Work instruction:
Return all of the entries exactly as written.

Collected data
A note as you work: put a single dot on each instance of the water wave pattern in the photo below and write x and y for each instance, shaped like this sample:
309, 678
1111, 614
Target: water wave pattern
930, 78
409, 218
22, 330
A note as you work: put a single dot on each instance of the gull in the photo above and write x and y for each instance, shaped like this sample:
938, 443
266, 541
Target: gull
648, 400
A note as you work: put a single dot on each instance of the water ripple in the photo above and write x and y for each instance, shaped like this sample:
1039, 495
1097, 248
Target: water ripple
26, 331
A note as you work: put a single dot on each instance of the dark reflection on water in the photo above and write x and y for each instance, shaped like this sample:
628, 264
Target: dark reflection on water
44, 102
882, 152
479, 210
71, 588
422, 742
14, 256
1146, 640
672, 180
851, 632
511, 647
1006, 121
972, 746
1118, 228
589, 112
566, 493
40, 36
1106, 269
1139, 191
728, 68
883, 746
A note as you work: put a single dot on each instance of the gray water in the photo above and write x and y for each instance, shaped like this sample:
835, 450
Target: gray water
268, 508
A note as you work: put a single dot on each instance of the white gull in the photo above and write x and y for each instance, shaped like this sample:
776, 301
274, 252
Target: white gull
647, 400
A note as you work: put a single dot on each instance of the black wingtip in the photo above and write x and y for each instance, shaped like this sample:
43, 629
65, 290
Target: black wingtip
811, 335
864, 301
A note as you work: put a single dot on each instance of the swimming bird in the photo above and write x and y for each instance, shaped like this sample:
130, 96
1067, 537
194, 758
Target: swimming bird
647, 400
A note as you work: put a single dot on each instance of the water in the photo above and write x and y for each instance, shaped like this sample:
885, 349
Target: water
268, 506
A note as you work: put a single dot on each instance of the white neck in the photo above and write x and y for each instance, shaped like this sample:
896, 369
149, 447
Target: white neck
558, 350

Answer box:
A note as you work: put a single dot on each instance of the water wave pattern in the photo below and write x and y for each instance, shaped like this sample:
309, 678
1111, 614
Target: water wave pattern
930, 78
409, 218
22, 330
A note as you work: put a single dot on each instance of the gull in the photo above and write x and y for each instance, shaped like this sample:
938, 443
266, 541
Target: gull
648, 400
A note as you work: put a single dot on each instance of the water ripple in the photo above and write x and y for each instance, shaped like this sample:
1039, 495
1097, 248
Target: water ripple
26, 331
A note as you work: put a single dot on each instance of the dark reflection on water in the photo above and write x and y for each instance, shaped like this sample:
628, 264
Target: dark reflection on water
44, 102
882, 152
479, 210
71, 588
422, 742
14, 256
1146, 640
672, 180
851, 632
511, 647
1006, 121
972, 746
1118, 228
589, 112
566, 493
40, 36
1106, 269
1139, 191
728, 68
883, 746
A note as you work: put a single dot on each instance of the gray water in the photo above and write x and y for each instance, shaped like this sample:
835, 450
Target: gray water
268, 508
A note as you work: put a single dot on each instance of the white gull in the photo above and write x and y for each instance, shaped like this sample:
776, 301
274, 252
Target: white gull
647, 400
A note as you work: put a single dot on each instance of the black wingtip in the photo above and write x and y for each instance, shaped like this sample:
43, 629
65, 290
Target: black wingtip
811, 335
864, 301
A note as you work: put a single dot on each instance of the swimming bird in the photo above and write x and y for each instance, shaped like this sample:
130, 96
1067, 537
194, 758
Target: swimming bird
647, 400
A note as you work: put a single dot on each instance of the water in the photo above and write x and y for each instance, shaped like this sample:
885, 349
Target: water
268, 506
A note as you work: put a single dot on each instance of the white neck in the photo above and write x and y for each instance, shaped like this sample:
896, 369
149, 447
Target: white neck
558, 350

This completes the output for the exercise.